Work required — Return each of the following rows without changing a single character.

Supplied information —
····················
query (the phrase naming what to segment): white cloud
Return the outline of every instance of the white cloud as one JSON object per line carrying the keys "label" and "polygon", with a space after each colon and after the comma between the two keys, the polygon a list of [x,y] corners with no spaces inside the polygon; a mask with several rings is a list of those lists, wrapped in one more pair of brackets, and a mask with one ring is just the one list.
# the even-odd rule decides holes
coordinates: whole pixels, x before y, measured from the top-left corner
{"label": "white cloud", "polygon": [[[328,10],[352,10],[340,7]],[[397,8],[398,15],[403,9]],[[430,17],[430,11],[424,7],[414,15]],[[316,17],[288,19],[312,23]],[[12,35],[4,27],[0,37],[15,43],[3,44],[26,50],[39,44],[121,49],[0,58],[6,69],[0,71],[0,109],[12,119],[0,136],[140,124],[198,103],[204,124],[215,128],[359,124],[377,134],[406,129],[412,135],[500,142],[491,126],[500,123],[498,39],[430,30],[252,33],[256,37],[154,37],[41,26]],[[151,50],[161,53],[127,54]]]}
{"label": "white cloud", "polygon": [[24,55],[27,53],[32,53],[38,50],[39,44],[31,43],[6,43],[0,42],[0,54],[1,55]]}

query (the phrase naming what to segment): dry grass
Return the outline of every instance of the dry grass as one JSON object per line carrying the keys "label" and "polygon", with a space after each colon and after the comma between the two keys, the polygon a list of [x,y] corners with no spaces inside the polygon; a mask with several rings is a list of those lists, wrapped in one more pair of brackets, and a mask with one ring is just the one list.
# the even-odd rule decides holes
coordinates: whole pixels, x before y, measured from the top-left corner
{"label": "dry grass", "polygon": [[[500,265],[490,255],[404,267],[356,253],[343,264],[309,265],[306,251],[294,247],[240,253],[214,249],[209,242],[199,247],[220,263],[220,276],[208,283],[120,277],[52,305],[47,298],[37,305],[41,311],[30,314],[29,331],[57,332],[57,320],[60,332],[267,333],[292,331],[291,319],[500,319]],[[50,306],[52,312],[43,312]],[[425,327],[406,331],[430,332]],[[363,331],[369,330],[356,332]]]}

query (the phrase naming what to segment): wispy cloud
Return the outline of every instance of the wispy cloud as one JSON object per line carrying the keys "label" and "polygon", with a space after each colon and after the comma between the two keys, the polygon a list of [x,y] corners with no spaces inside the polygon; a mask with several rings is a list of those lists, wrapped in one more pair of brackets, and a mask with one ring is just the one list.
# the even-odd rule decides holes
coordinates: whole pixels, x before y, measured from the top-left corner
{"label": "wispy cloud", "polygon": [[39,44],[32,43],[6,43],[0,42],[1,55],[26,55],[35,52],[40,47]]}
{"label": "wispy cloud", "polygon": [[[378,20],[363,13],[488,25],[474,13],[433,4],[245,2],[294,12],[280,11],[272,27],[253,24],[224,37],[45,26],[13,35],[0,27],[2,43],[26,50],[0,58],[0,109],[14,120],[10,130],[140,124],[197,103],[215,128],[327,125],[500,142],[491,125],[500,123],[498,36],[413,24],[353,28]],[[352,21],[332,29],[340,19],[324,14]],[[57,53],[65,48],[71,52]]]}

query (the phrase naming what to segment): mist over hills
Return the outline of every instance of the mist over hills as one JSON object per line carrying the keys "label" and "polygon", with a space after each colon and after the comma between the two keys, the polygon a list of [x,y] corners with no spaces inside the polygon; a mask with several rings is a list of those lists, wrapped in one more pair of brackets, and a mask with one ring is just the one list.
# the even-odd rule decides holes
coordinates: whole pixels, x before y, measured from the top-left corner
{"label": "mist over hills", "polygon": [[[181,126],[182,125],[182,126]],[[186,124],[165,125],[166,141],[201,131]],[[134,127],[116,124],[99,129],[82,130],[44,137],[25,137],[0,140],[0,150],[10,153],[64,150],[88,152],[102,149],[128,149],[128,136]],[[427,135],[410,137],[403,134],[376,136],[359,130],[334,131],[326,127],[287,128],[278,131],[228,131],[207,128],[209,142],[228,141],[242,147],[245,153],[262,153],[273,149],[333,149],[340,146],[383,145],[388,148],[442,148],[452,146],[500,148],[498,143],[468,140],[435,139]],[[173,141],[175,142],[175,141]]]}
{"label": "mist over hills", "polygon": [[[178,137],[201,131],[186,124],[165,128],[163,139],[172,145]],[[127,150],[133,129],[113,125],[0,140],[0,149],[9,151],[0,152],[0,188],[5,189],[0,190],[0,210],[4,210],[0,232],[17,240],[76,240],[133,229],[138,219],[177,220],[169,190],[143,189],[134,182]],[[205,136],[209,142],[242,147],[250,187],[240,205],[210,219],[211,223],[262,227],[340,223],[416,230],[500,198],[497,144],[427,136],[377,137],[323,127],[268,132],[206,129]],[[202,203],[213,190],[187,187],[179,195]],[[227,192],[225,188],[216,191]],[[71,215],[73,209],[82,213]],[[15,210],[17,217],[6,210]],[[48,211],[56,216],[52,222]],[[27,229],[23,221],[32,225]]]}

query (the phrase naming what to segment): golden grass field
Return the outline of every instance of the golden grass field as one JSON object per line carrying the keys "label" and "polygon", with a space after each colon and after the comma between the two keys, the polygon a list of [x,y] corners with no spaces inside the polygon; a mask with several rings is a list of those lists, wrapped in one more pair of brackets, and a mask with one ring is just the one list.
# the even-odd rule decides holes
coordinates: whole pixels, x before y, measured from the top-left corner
····················
Expected answer —
query (the phrase naming what to segment): white cloud
Return the outline of every instance of the white cloud as one JSON object per line carrying the keys "label" and "polygon", with a space after each colon and after the comma between the two keys, the polygon a list of [x,y] corners with no spaces inside the polygon; a mask with several rings is a list of those lists, wrapped in one more pair of brackets, and a mask with one ring is just the one list.
# the even-odd rule decides holes
coordinates: whole pixels, x before y, measured from the top-left corner
{"label": "white cloud", "polygon": [[[328,10],[352,10],[340,7]],[[397,8],[398,15],[403,9]],[[430,17],[430,11],[424,7],[414,15]],[[316,17],[288,19],[312,23]],[[12,35],[4,27],[0,37],[15,43],[3,44],[26,50],[39,44],[121,49],[0,58],[6,69],[0,71],[0,109],[12,119],[0,136],[140,124],[198,103],[204,124],[215,128],[359,124],[377,134],[406,129],[412,135],[500,142],[491,126],[500,123],[498,39],[430,30],[252,33],[256,37],[154,37],[41,26]],[[151,50],[161,53],[127,54]]]}
{"label": "white cloud", "polygon": [[24,55],[27,53],[32,53],[38,50],[39,44],[31,43],[6,43],[0,42],[0,54],[1,55]]}

query (the phrase naming what to segment): dry grass
Return the outline of every instance of the dry grass as one JSON object per line carrying the keys "label" and "polygon", with a space after each colon and after the comma between the two keys, the polygon a list of [x,y] corners with no spaces inside the polygon; a mask with several rings is a list of those lists, wrapped in one more pair of brackets, and a mask with one ring is just the one list.
# the even-odd rule decides holes
coordinates: whole pixels, x before y, measured from the top-left corner
{"label": "dry grass", "polygon": [[[500,265],[490,255],[404,267],[356,253],[343,264],[309,265],[306,251],[294,247],[240,253],[214,249],[209,242],[199,247],[220,263],[220,276],[208,283],[120,277],[52,305],[47,298],[37,305],[41,311],[30,314],[29,331],[57,332],[57,320],[60,332],[267,333],[292,331],[291,319],[500,319]],[[50,306],[52,312],[43,312]],[[425,327],[406,331],[430,332]],[[363,331],[369,330],[356,332]]]}

query (the phrase naming what to segment): wispy cloud
Return the outline of every instance of the wispy cloud as one JSON object per line carrying the keys "label" and "polygon", with a space after each colon and after the comma between the two keys, the polygon a list of [x,y] corners with no spaces inside the polygon; a mask with several rings is a list of those lists, wrapped in one more pair of brackets, and a mask with one ring is just the one list.
# the even-odd rule decides holes
coordinates: whole pixels, x before y, measured from the top-left corner
{"label": "wispy cloud", "polygon": [[39,44],[32,43],[6,43],[0,42],[1,55],[26,55],[35,52],[40,47]]}
{"label": "wispy cloud", "polygon": [[[378,20],[363,13],[488,25],[474,13],[433,4],[245,2],[294,12],[280,11],[272,27],[253,24],[224,37],[45,26],[13,35],[0,27],[2,43],[26,50],[0,58],[0,109],[14,120],[10,130],[140,124],[197,103],[215,128],[327,125],[500,142],[491,125],[500,123],[498,36],[413,24],[353,28]],[[352,21],[332,29],[340,19],[324,14]],[[57,53],[65,48],[71,52]]]}

query (the phrase naming what to segment): mist over hills
Return the outline of every instance of the mist over hills as one JSON object per line carrying the keys "label" and "polygon", with a space after each colon and after the comma between the two keys, the polygon a list of [x,y] corners with no spaces inside the polygon; a mask with several rings is a list of those lists, wrapped in one more pair of brackets, and a mask with one ring is just the one list.
# the even-odd rule decides holes
coordinates: whole pixels, x before y, measured from the top-left corner
{"label": "mist over hills", "polygon": [[[181,126],[182,125],[182,126]],[[186,124],[165,125],[166,141],[201,131]],[[134,127],[116,124],[99,129],[82,130],[44,137],[25,137],[0,140],[0,150],[10,153],[64,150],[88,152],[102,149],[128,149],[128,136]],[[427,135],[410,137],[403,134],[376,136],[359,130],[334,131],[326,127],[287,128],[278,131],[228,131],[207,128],[209,142],[228,141],[242,147],[245,153],[262,153],[273,149],[333,149],[340,146],[383,145],[388,148],[442,148],[452,146],[500,148],[498,143],[468,140],[435,139]],[[173,141],[175,142],[175,141]]]}
{"label": "mist over hills", "polygon": [[[178,137],[201,131],[186,124],[165,128],[163,139],[172,145]],[[127,150],[133,129],[113,125],[0,140],[0,149],[9,151],[0,152],[0,188],[5,189],[0,190],[0,210],[4,210],[0,232],[17,240],[76,240],[133,229],[138,219],[177,220],[169,190],[143,189],[134,182]],[[205,136],[209,142],[242,147],[250,187],[240,205],[210,219],[211,223],[262,227],[340,223],[416,230],[500,198],[497,144],[427,136],[377,137],[323,127],[268,132],[206,129]],[[202,203],[213,190],[187,187],[179,195]],[[227,192],[225,188],[216,191]],[[71,215],[73,209],[82,213]],[[15,210],[17,217],[6,210]],[[48,211],[56,216],[52,222]],[[27,229],[23,221],[32,225]]]}

query (the phrase naming what to segment): golden grass field
Return the outline of every instance of the golden grass field as one JSON object per line carrying the keys "label" and "polygon", with a space after each colon and after the comma between the two keys, the polygon a list of [x,y] corners with no spaces inside the polygon; a mask with several rings is a list of those lists, wrapped in one more pair of brackets, and a mask with one ring is just the one list.
# the even-odd rule decides holes
coordinates: whole pixels, x before y, measured from the top-left corner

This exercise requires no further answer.